┌─ Task material

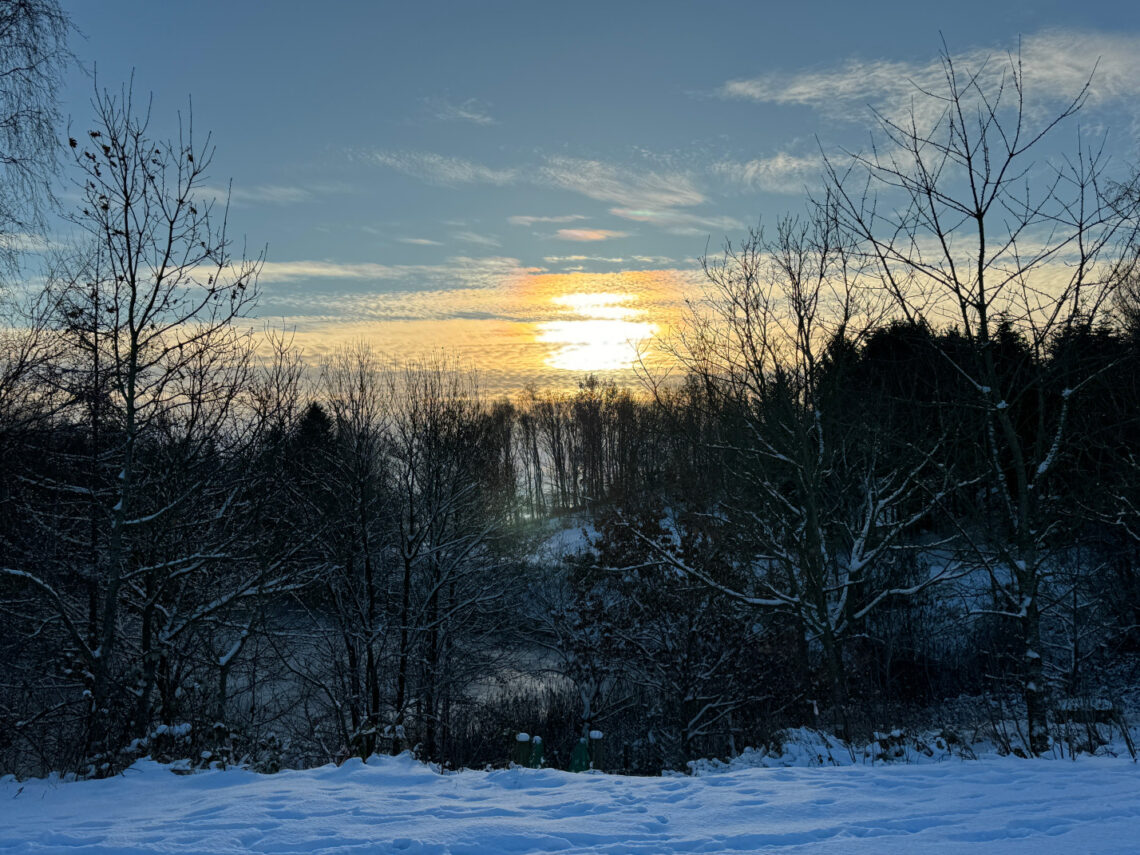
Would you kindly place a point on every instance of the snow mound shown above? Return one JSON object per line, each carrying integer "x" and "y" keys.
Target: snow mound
{"x": 396, "y": 805}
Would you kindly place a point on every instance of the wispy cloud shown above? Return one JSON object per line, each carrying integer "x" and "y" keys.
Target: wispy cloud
{"x": 281, "y": 271}
{"x": 1056, "y": 63}
{"x": 782, "y": 172}
{"x": 678, "y": 222}
{"x": 524, "y": 220}
{"x": 621, "y": 186}
{"x": 645, "y": 195}
{"x": 471, "y": 237}
{"x": 609, "y": 260}
{"x": 587, "y": 235}
{"x": 440, "y": 169}
{"x": 273, "y": 194}
{"x": 471, "y": 110}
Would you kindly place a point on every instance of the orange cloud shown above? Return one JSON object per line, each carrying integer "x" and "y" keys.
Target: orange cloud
{"x": 589, "y": 234}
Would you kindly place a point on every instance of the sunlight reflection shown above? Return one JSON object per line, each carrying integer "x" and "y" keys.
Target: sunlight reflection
{"x": 545, "y": 330}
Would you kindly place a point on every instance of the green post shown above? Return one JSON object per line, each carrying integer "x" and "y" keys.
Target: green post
{"x": 536, "y": 752}
{"x": 579, "y": 758}
{"x": 596, "y": 750}
{"x": 520, "y": 754}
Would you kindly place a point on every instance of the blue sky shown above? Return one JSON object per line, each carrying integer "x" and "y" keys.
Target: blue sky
{"x": 424, "y": 173}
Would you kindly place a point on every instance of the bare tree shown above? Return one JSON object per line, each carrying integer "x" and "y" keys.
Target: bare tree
{"x": 968, "y": 224}
{"x": 819, "y": 498}
{"x": 157, "y": 366}
{"x": 33, "y": 56}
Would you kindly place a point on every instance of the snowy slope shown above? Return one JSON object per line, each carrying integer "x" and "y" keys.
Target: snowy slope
{"x": 399, "y": 806}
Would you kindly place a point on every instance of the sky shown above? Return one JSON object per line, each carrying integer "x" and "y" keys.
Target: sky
{"x": 530, "y": 186}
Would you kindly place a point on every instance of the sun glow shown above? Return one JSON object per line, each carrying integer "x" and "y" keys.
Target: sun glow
{"x": 600, "y": 332}
{"x": 542, "y": 330}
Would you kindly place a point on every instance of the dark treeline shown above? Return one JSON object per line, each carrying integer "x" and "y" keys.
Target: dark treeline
{"x": 894, "y": 465}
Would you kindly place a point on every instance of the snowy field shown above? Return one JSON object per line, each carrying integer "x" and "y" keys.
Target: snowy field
{"x": 393, "y": 805}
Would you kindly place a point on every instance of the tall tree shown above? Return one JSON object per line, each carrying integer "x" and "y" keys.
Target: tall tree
{"x": 969, "y": 224}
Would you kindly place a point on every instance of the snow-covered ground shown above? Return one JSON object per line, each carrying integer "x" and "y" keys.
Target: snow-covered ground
{"x": 395, "y": 805}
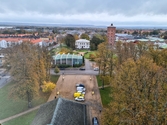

└─

▶ **Work required**: Return the entries above exactly as they appear. Pictures should not be copied.

▶ **Answer to this problem**:
Would you kindly place a point on every instance of the snow mound shown above? Return one JSON object per line, each carrying integer "x" and "y" keys.
Target: snow mound
{"x": 396, "y": 805}
Would you kindly place a point on every instance of the wispy cloud shown above? Return one JSON object per line, each carrying integer "x" and "y" keys.
Target: wispy cloud
{"x": 281, "y": 271}
{"x": 1056, "y": 63}
{"x": 782, "y": 172}
{"x": 678, "y": 222}
{"x": 524, "y": 220}
{"x": 621, "y": 186}
{"x": 645, "y": 195}
{"x": 471, "y": 237}
{"x": 609, "y": 260}
{"x": 587, "y": 235}
{"x": 440, "y": 169}
{"x": 273, "y": 194}
{"x": 471, "y": 110}
Would you kindly place a point on every instance of the orange cloud shown above? Return one JSON object per line, each carrying integer "x" and "y" keys.
Target: orange cloud
{"x": 589, "y": 234}
Would you kindly place a point on every instance of the sunlight reflection shown above? Return one JSON object per line, each carrying integer "x" and "y" keys.
Target: sunlight reflection
{"x": 545, "y": 330}
Would you kindly place a point on every instance of the green post shown above? Return one JSON object per line, each carrying integer "x" and "y" keys.
Target: green post
{"x": 536, "y": 752}
{"x": 579, "y": 758}
{"x": 596, "y": 750}
{"x": 520, "y": 754}
Would you kindly place a point on every instance of the blue sky shown above? Return one JSON object per line, each carrying integer "x" and "y" keys.
Target: blue sky
{"x": 424, "y": 173}
Would you kindly place a point on every instance of the bare tree shown above? Return one JSON object per line, each carrying integer "x" and "y" keys.
Target: bare tree
{"x": 968, "y": 224}
{"x": 819, "y": 498}
{"x": 157, "y": 366}
{"x": 33, "y": 56}
Would you kindly place a point on every instance of the snowy slope shown above? Return one JSON object per line, each carrying integer "x" and "y" keys.
Target: snowy slope
{"x": 399, "y": 806}
Would you kindly place a point on every instance of the sky shown above? Return one JSON object per line, each carrying integer "x" and "y" keys.
Target: sky
{"x": 530, "y": 186}
Would you kindly place a point on every instance of the sun glow shown above? Return one JSON object per line, each carrying integer "x" and "y" keys.
Target: sun glow
{"x": 600, "y": 332}
{"x": 542, "y": 330}
Would you kindly place a point on every instance of the dark treeline shown above? Return one JSON object per line, each carrying integer "x" and "y" keys.
Target: dark treeline
{"x": 894, "y": 465}
Would you kindly place a point on every instance of the snowy field shown above? Return one JSON object per line, each carrying integer "x" and "y" keys.
Target: snowy field
{"x": 393, "y": 805}
Would you kindly place a point on every instance of the tall tree shown above? Return one JSON object per line, each carrying integer "x" and "y" keys.
Target: tall tree
{"x": 969, "y": 224}
Would you kindly place a point on every instance of the snow-covered ground shown above? Return one JSON object per line, each carrying integer "x" and "y" keys.
Target: snow-covered ground
{"x": 395, "y": 805}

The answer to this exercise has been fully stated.